■ **WHAT TO PRODUCE**
Reproduce the passage of the comments on desalination between "Desal is still" and "a desalination plant.", inclusive, word for word.

■ **SELECTED TEXT**
_ _ _ _ _
Desal is still expensive and energy-hungry. SLO County needs to build a few more dams. This should have begun long ago. We not only have rainfall issues in CA, we also have water storage issues…


Another alternative for this idea is the former Duke power plant in Morro Bay. It has the intake and outflow already in place. Morro Bay already has a desalination plant and perhaps the expansion of it, and the sale of water to other communities, might be the answer for the desperate need for tax money to fund basic services in the city.


I agree with our need for a desalination plant.


The “canyon” dump enough fresh water back into the ocean to fill Lopez Lake in three days. Now, if we want desalination plant it going have to burn fossil fuel. The “canyon” been running for 40 years. Where did it cause a problem?.


You know in 1970 California’s population was 19 million today it is 38 million. The earth was 3 billion. Today, it is almost 8 billion. They all need food and water.
_ _ _ _ _
■ **ENTRIES PROVIDED**
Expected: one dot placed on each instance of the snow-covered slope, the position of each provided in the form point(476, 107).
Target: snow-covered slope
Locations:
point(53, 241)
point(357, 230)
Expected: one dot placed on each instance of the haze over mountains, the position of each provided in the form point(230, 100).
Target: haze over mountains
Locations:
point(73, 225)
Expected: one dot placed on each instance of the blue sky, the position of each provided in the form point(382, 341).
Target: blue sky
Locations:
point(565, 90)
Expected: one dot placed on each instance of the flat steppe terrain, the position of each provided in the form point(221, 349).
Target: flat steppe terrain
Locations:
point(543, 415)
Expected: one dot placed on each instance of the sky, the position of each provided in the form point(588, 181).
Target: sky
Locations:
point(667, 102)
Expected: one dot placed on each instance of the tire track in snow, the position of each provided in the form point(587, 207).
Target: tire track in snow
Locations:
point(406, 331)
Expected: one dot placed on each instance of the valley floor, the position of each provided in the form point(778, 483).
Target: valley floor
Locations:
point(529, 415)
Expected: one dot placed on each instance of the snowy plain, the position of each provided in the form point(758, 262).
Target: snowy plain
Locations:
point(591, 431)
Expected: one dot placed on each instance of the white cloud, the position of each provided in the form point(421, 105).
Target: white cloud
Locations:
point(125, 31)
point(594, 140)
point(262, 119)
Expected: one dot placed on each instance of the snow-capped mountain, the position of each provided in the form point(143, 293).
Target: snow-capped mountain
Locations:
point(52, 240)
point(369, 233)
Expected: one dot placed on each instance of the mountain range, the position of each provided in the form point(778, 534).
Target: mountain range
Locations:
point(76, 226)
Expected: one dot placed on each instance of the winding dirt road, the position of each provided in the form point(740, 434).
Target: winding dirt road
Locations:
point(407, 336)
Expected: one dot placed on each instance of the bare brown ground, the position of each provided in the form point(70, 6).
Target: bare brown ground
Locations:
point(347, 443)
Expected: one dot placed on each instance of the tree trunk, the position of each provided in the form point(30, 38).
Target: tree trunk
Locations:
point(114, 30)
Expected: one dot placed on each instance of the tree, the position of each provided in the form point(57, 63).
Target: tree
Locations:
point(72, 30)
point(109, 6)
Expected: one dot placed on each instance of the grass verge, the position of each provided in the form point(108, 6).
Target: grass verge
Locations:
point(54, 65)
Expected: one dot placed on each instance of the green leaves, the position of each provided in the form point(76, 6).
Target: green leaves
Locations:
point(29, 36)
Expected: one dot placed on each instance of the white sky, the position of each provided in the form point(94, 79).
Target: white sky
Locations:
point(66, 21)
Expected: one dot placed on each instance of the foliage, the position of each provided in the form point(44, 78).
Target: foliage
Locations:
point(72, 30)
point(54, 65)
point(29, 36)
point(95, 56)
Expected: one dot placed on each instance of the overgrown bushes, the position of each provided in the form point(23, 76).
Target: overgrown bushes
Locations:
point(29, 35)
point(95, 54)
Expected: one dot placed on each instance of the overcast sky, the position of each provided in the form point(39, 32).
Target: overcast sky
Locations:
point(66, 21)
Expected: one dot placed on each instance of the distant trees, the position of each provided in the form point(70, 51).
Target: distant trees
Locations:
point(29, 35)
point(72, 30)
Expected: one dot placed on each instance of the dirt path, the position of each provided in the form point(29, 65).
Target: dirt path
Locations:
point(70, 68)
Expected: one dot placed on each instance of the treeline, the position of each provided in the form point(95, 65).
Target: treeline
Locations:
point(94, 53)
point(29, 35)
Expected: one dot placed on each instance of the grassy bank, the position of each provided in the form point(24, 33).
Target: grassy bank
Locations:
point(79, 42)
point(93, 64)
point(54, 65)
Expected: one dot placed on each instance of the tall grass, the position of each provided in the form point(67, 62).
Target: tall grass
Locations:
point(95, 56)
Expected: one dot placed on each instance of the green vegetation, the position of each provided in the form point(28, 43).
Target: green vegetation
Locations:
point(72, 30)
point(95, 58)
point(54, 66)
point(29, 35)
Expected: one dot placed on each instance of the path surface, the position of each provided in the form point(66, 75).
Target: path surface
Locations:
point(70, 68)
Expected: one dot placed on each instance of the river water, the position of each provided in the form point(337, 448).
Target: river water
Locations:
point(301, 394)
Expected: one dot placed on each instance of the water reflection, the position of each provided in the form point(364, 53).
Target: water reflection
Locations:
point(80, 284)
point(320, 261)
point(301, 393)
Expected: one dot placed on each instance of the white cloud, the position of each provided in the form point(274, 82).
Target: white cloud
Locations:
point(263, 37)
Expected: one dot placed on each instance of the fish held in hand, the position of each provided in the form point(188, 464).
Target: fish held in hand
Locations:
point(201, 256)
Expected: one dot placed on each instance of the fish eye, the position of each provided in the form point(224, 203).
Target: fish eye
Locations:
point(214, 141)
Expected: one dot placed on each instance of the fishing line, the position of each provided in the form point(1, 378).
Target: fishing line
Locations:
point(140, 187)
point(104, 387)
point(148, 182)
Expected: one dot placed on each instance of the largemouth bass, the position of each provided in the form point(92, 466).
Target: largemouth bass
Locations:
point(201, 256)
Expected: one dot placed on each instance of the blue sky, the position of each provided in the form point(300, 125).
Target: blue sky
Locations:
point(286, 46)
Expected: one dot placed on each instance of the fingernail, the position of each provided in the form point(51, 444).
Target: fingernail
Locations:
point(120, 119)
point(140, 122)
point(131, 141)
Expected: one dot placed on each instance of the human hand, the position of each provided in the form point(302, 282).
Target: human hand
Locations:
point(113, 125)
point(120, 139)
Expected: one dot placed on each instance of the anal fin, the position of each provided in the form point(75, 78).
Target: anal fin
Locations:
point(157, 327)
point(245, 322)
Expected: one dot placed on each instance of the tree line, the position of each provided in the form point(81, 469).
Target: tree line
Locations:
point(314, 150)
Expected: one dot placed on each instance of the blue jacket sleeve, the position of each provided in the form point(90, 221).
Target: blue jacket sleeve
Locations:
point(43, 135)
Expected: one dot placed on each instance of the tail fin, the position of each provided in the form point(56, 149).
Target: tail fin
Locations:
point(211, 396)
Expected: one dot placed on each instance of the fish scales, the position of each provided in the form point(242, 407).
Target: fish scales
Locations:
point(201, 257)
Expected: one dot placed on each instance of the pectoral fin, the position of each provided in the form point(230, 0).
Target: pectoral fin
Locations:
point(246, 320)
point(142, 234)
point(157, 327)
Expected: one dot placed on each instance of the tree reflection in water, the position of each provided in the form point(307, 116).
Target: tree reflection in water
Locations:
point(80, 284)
_ _ _ _ _
■ **TASK ANSWER**
Desal is still expensive and energy-hungry. SLO County needs to build a few more dams. This should have begun long ago. We not only have rainfall issues in CA, we also have water storage issues…


Another alternative for this idea is the former Duke power plant in Morro Bay. It has the intake and outflow already in place. Morro Bay already has a desalination plant and perhaps the expansion of it, and the sale of water to other communities, might be the answer for the desperate need for tax money to fund basic services in the city.


I agree with our need for a desalination plant.